Aufgaben:
1. Gib aus dem Textauszug den Abschnitt von „Aber Rolf W.“ bis einschließlich „der Richter vergeblich.“ wortgetreu wieder.
2. Nenne alle Personen, die im Textauszug mit ihrem Namen vorkommen.

Textauszug:

+++

"Wie soll denn das mit Ihnen weitergehen?", fragt der vorsitzende Richter vorwurfsvoll den Angeklagten. Bereits fünf Bände sind in der Zwischenzeit im Moabiter Kriminalgericht zur Sache aufgelaufen. "Das hat man ja selten", ergänzt er und konkretisiert: "Sehen Sie denn irgend etwas am Horizont, wie die Angelegenheit enden kann?"
Aber Rolf W. hat seine Unbeugsamkeit in dieser Sache bereits mit einer Einlassung zu Beginn der Hauptverhandlung bekräftigt. "Ich habe keine Drohanrufe getätigt", lässt er über seinen Rechtsanwalt Dieter-J. Schulze wissen. Auf ein Geständnis, einen Kompromiss und ein schnelles Ende des Verfahrens hofft der Richter vergeblich.
Vor sechs Jahren fing es an
Stattdessen versucht der Magdeburger Finanzdienstleister, jetzt auch Verleger, Rolf W., den Richter ins 'rechte Licht' zu setzen. Vor sechs Jahren habe alles mit einem Erbschaftsstreit begonnen. Die dubiose Reiseveranstalterin Regina Sch. und verurteilte Betrügerin, habe seinen angeheirateten Schwiegervater zur Ader gelassen, sodass der anfangs vermögende Mann, damals über 100-Jährige, schließlich verschuldet gewesen sei.

+++

Aufgeführte Datensätze:
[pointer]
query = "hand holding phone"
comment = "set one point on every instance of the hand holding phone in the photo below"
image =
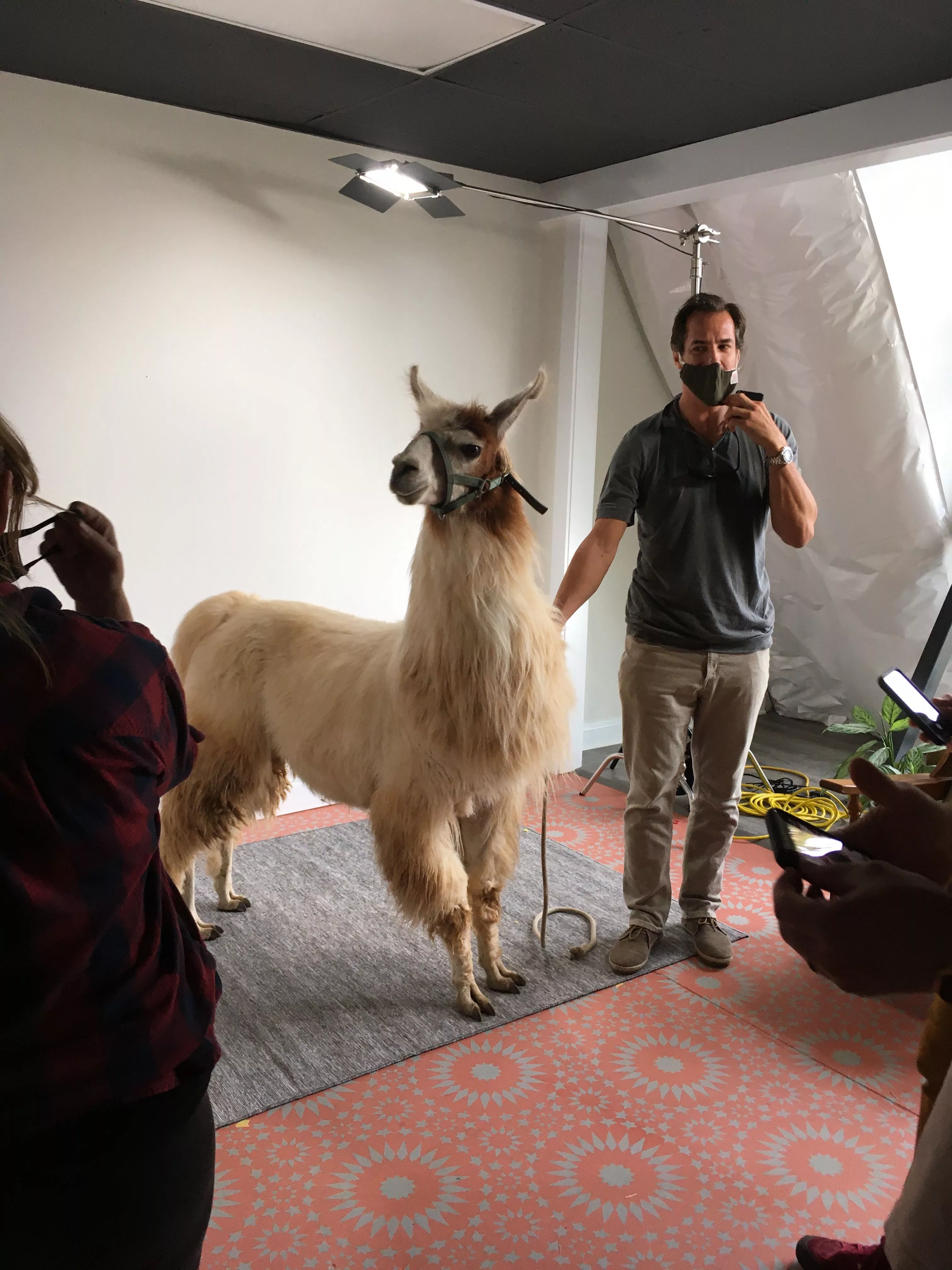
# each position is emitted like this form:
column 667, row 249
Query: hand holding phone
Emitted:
column 917, row 705
column 794, row 841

+++

Antworten nach Nummer:
1.
Aber Rolf W. hat seine Unbeugsamkeit in dieser Sache bereits mit einer Einlassung zu Beginn der Hauptverhandlung bekräftigt. "Ich habe keine Drohanrufe getätigt", lässt er über seinen Rechtsanwalt Dieter-J. Schulze wissen. Auf ein Geständnis, einen Kompromiss und ein schnelles Ende des Verfahrens hofft der Richter vergeblich.

2. Rolf W., Dieter-J. Schulze, Regina Sch.